_VOTRE OBJECTIF_: Recopiez toutes les lignes ci-dessous sans y changer le moindre caractère.

_LIGNES DE DONNÉES_:
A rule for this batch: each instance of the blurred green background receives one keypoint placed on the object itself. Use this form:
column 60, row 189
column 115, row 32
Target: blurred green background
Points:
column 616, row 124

_RÉSULTAT DE L'EXERCICE_:
A rule for this batch: each instance of the blurred green background receives one keypoint placed on the object itself. Use this form:
column 60, row 189
column 115, row 32
Target: blurred green background
Points:
column 616, row 124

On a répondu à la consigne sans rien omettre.